▶ [GIVEN PROBLEM]:
Tally how many lines of the items below contain the word "aircraft", treating case as significant, and give only the number.

▶ [PROVIDED MATERIAL]:
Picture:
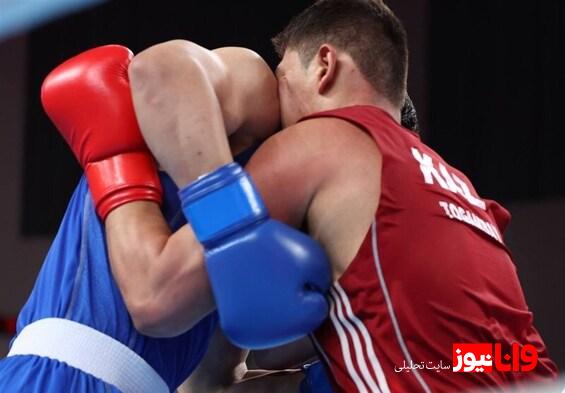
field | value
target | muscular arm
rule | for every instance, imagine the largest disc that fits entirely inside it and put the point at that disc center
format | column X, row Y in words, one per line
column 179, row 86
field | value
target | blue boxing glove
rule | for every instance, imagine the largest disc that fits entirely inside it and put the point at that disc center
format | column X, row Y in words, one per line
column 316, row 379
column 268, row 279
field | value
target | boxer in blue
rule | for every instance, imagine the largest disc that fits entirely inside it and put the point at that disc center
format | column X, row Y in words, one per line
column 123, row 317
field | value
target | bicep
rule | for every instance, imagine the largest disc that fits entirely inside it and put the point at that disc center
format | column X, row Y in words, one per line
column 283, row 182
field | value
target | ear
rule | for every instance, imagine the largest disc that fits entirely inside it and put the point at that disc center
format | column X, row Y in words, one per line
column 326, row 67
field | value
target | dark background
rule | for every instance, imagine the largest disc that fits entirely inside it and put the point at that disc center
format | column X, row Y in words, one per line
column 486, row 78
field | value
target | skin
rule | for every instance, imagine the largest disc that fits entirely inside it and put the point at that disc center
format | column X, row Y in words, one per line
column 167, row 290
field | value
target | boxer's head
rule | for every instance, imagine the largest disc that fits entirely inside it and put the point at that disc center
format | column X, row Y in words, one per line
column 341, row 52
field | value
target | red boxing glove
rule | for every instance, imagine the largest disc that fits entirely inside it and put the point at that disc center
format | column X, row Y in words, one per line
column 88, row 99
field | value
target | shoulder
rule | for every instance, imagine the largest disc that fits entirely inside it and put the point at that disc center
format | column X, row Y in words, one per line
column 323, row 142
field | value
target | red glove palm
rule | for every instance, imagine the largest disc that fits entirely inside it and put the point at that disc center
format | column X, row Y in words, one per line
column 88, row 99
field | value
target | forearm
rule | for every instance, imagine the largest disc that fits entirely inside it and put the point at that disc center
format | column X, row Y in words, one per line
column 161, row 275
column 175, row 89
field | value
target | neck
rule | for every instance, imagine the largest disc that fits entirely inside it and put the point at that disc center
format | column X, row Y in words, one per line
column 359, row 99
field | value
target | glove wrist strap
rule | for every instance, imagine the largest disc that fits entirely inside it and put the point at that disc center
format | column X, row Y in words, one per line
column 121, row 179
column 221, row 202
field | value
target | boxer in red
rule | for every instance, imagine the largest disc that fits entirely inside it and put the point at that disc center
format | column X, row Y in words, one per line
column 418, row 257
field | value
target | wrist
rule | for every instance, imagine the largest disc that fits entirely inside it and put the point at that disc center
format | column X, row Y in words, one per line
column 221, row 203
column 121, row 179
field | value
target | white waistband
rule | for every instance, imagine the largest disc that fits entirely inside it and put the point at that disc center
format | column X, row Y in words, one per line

---

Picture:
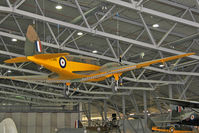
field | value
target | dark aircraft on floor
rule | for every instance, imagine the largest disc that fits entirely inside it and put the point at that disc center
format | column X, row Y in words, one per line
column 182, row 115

--

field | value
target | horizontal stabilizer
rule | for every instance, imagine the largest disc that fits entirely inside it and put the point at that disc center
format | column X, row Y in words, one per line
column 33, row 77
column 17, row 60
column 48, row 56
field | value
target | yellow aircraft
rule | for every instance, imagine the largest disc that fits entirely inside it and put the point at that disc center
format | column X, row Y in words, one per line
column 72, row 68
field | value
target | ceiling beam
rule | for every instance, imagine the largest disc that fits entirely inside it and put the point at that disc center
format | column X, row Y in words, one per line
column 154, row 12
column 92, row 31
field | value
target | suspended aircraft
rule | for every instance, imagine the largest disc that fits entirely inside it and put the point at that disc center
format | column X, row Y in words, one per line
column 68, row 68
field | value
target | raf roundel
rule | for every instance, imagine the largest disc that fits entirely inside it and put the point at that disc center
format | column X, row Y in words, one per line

▶ [FULL ANSWER]:
3